(Zu erledigende Aufgaben):
1. Beantworte zum Text über rusuche.de diese Fragen:
(a) Welche Einrichtung war vor dieser Kritik zuletzt an der Reihe?
(b) Welche Frage steht auf der Startseite von rusuche.de?
(c) Von welcher Engine stammen die Suchergebnisse anscheinend?
2. Übernimm aus dem Text über rusuche.de wortgetreu den Abschnitt zwischen „Vorgestern fand ich“ und „Google-Engine geliefert werden.“, beide eingeschlossen.
----- Textauszug -----
Vorgestern fand ich eine deutsch-russische Suchhilfe, die doch keine ist. Die betreffende Website hat mich jetzt so provoziert, dass wieder eine Kritik fällig ist. Früher hatte ich schon die Website und den Service der Ukrainischen Botschaft in Berlin kritisiert (Deren Darstellung in deutsch wurde inzwischen deutlich verbessert.), ukraninische Busreise-Unternehmen und Reisebüros mit Linienverkehr zwischen Deutschland und Ukraine. Zuletzt war die Deutsche Energie-Agentur dena dran.
***
Als ich auf rusuche.de landete, dachte ich, das ist eine Suchmaschine. Auf der Startseite wird die Frage selbst gestellt: Was ist das hier? Es soll sich um eine Suchmaschine mit deutsch-russisch gefiltertem Content handeln. Ich probiere die Suchmaske aus und finde Ergebnisse, die anscheinend doch nur von der Google-Engine geliefert werden.
----- Datenauszüge -----
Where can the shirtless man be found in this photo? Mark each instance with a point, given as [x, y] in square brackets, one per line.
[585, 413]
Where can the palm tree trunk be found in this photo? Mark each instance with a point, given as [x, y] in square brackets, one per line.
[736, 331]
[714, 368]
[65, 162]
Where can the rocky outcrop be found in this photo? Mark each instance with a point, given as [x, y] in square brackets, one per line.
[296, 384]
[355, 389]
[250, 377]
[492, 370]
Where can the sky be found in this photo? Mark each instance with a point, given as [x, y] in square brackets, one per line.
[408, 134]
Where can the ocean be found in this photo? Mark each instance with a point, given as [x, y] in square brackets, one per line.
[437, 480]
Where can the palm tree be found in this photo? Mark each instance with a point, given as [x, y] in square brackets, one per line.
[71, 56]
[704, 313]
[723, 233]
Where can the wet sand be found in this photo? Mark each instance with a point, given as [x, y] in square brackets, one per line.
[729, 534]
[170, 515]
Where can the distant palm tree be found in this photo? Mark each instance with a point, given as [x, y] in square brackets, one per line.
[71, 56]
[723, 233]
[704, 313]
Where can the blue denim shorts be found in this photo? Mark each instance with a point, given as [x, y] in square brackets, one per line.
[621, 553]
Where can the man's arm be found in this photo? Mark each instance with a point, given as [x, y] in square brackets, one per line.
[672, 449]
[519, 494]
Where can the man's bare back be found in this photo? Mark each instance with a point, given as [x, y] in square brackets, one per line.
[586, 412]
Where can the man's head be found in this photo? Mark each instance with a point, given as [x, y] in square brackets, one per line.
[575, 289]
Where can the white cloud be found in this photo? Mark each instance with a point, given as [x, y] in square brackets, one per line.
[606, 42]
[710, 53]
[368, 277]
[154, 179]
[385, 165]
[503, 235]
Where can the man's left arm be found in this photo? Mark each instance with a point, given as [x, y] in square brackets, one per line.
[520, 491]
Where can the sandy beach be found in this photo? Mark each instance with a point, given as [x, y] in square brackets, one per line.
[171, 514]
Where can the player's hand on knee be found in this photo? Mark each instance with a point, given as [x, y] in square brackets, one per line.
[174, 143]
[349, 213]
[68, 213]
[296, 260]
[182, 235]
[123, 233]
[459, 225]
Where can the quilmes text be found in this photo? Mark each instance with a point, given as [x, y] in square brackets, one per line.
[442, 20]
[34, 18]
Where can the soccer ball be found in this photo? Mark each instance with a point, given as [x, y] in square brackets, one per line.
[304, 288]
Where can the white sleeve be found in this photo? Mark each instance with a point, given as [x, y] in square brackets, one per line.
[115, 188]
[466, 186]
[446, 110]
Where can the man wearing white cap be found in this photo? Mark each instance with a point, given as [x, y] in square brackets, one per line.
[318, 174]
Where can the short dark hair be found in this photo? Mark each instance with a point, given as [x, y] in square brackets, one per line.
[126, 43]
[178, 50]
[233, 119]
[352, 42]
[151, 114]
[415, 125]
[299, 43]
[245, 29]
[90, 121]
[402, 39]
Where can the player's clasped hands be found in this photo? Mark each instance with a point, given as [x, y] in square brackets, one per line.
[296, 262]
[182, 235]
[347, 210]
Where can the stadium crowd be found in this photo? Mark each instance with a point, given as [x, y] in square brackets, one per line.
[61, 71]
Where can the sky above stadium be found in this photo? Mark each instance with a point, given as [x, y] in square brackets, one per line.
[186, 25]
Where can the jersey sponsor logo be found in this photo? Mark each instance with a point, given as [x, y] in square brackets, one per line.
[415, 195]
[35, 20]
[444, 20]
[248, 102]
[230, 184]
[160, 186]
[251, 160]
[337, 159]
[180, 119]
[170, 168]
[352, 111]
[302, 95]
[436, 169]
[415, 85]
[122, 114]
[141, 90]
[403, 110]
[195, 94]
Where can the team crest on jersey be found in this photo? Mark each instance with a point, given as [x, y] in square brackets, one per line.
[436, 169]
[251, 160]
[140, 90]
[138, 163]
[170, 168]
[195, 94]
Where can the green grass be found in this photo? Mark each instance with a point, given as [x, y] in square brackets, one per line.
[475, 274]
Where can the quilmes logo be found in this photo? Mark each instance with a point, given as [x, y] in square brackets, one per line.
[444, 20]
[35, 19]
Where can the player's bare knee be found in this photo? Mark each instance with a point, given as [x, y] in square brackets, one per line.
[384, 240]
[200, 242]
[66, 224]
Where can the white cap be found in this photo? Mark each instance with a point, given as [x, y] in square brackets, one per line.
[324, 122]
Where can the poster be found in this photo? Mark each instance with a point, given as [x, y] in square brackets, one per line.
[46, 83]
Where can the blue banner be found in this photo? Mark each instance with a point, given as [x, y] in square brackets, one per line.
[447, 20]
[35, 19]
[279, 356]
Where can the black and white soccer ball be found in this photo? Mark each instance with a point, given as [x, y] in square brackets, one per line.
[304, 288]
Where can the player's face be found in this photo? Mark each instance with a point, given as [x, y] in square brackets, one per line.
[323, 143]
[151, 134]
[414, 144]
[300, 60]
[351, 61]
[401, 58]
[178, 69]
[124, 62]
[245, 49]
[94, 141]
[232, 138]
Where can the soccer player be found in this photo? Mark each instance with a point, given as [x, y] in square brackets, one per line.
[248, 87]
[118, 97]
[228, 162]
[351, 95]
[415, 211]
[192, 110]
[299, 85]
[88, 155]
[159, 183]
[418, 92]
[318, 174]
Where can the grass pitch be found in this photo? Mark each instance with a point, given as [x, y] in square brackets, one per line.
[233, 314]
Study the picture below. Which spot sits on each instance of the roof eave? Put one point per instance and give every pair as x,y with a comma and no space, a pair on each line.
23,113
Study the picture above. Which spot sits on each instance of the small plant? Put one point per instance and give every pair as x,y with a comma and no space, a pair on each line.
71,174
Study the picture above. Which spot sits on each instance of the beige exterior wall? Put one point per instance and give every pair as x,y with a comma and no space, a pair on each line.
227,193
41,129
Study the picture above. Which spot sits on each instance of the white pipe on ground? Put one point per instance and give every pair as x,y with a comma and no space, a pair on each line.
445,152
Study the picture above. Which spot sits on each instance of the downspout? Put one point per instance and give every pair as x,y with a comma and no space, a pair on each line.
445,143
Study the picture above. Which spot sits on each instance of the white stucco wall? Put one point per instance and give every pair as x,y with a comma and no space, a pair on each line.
-----
(Lösungen unten):
1.
(a) Die Deutsche Energie-Agentur dena.
(b) „Was ist das hier?“
(c) Von der Google-Engine.

2.
Vorgestern fand ich eine deutsch-russische Suchhilfe, die doch keine ist. Die betreffende Website hat mich jetzt so provoziert, dass wieder eine Kritik fällig ist. Früher hatte ich schon die Website und den Service der Ukrainischen Botschaft in Berlin kritisiert (Deren Darstellung in deutsch wurde inzwischen deutlich verbessert.), ukraninische Busreise-Unternehmen und Reisebüros mit Linienverkehr zwischen Deutschland und Ukraine. Zuletzt war die Deutsche Energie-Agentur dena dran.
***
Als ich auf rusuche.de landete, dachte ich, das ist eine Suchmaschine. Auf der Startseite wird die Frage selbst gestellt: Was ist das hier? Es soll sich um eine Suchmaschine mit deutsch-russisch gefiltertem Content handeln. Ich probiere die Suchmaske aus und finde Ergebnisse, die anscheinend doch nur von der Google-Engine geliefert werden.